Rows from a dataset:

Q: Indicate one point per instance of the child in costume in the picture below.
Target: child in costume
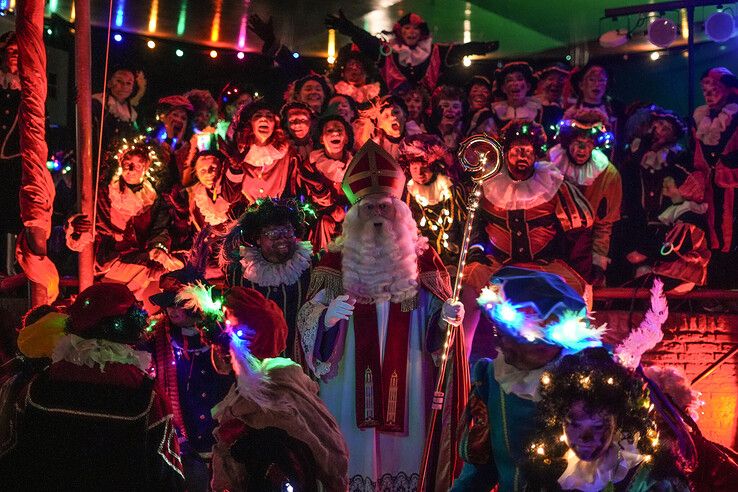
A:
(183, 368)
(437, 203)
(266, 163)
(514, 82)
(579, 158)
(538, 319)
(273, 430)
(132, 241)
(410, 57)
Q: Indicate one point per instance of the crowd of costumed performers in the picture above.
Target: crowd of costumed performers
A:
(272, 306)
(309, 371)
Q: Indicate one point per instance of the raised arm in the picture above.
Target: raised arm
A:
(368, 44)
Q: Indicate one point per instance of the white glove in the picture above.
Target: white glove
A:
(339, 308)
(452, 312)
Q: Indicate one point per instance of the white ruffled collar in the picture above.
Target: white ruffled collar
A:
(593, 476)
(122, 111)
(359, 93)
(96, 351)
(330, 168)
(264, 155)
(528, 111)
(582, 175)
(506, 193)
(657, 159)
(129, 203)
(709, 129)
(436, 192)
(672, 213)
(412, 56)
(522, 383)
(262, 272)
(215, 213)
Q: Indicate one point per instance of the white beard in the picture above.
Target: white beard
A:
(381, 263)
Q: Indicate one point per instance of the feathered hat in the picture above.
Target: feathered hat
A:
(533, 306)
(108, 311)
(527, 131)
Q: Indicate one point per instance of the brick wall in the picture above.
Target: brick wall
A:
(692, 343)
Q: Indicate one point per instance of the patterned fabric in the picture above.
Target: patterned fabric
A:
(537, 233)
(115, 423)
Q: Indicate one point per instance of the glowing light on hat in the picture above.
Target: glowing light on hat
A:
(331, 46)
(153, 15)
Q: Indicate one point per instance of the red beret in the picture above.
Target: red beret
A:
(97, 302)
(263, 319)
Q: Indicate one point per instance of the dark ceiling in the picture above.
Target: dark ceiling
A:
(523, 27)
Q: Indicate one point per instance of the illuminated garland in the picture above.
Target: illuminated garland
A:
(569, 129)
(594, 378)
(143, 144)
(570, 329)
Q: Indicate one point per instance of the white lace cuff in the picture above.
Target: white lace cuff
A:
(76, 243)
(308, 323)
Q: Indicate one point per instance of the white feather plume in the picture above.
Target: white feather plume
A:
(649, 332)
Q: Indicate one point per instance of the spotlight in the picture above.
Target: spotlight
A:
(719, 27)
(662, 32)
(614, 39)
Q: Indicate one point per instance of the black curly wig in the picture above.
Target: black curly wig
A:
(594, 378)
(262, 214)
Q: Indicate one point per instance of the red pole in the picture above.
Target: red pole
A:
(37, 188)
(82, 62)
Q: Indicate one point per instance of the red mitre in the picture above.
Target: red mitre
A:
(372, 171)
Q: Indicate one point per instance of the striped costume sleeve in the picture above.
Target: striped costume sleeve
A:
(573, 211)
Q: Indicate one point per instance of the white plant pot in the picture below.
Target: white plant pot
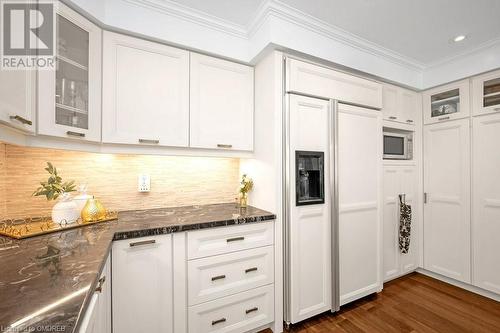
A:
(65, 212)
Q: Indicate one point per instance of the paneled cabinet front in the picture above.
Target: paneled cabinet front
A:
(145, 92)
(447, 208)
(143, 285)
(399, 180)
(69, 97)
(401, 105)
(221, 104)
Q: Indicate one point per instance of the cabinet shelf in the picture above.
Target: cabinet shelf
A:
(449, 99)
(72, 62)
(71, 109)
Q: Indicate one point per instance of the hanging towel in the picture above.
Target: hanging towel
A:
(404, 225)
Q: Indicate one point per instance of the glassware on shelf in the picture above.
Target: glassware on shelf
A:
(445, 103)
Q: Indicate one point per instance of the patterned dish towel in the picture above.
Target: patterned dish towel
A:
(404, 225)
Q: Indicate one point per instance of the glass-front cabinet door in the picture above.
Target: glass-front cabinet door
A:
(70, 96)
(486, 93)
(447, 102)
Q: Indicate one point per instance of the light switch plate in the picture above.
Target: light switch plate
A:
(144, 183)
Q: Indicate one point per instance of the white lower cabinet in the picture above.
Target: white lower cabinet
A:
(359, 186)
(399, 180)
(238, 313)
(447, 189)
(486, 202)
(142, 285)
(97, 318)
(156, 288)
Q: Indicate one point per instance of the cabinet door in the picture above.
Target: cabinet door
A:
(360, 196)
(390, 102)
(18, 99)
(310, 225)
(142, 285)
(392, 187)
(447, 186)
(486, 93)
(221, 103)
(447, 102)
(146, 92)
(69, 98)
(486, 202)
(408, 102)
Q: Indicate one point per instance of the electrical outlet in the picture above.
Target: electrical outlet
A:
(144, 183)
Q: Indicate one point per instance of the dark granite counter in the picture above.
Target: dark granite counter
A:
(47, 281)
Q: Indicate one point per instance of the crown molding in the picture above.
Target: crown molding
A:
(280, 10)
(186, 13)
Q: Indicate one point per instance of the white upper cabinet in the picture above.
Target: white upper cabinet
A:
(446, 213)
(221, 104)
(486, 202)
(486, 93)
(400, 105)
(18, 99)
(448, 102)
(69, 98)
(146, 92)
(327, 83)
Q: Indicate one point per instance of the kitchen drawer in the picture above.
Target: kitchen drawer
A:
(237, 313)
(214, 277)
(217, 241)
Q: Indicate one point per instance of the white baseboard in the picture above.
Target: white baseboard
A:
(459, 284)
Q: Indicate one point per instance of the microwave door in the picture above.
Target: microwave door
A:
(394, 147)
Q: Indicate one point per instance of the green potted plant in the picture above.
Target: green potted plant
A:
(65, 210)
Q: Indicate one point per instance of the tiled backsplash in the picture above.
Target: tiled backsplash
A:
(112, 178)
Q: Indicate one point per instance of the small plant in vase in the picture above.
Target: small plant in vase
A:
(246, 185)
(65, 210)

**TO DO**
Your task is to transcribe the line containing "Q: Indicate one point per instance of the white upper" and every line after it, through the last line of the data, exactly as written and with nothing more.

**FINAL RESULT**
Q: Indicate one point per instance of the white upper cabinet in the picture above.
Target: white upper cabinet
A:
(446, 213)
(221, 104)
(486, 202)
(486, 93)
(400, 105)
(18, 99)
(448, 102)
(69, 98)
(146, 92)
(327, 83)
Q: Indicate one point per instance of the kitchen drawer in the picture above.
Target: kitchen drawer
A:
(237, 313)
(214, 277)
(217, 241)
Q: Indicate one point per instance of the white baseboard in the picture above.
Target: white baseboard
A:
(459, 284)
Q: Indicate one point per instance of the microwave door in the picture above.
Target: microwave door
A:
(394, 147)
Q: Indicate one point per instance of the green potted plant in the picture above.
Target: green potted plant
A:
(65, 210)
Q: Indicate one point per instance of the tiled backsplash in the picture above.
Target: tiled backsplash
A:
(112, 178)
Q: Indicate one point per instance of the small plant in vase in the picture above.
Target: small plant in vase
A:
(246, 185)
(65, 210)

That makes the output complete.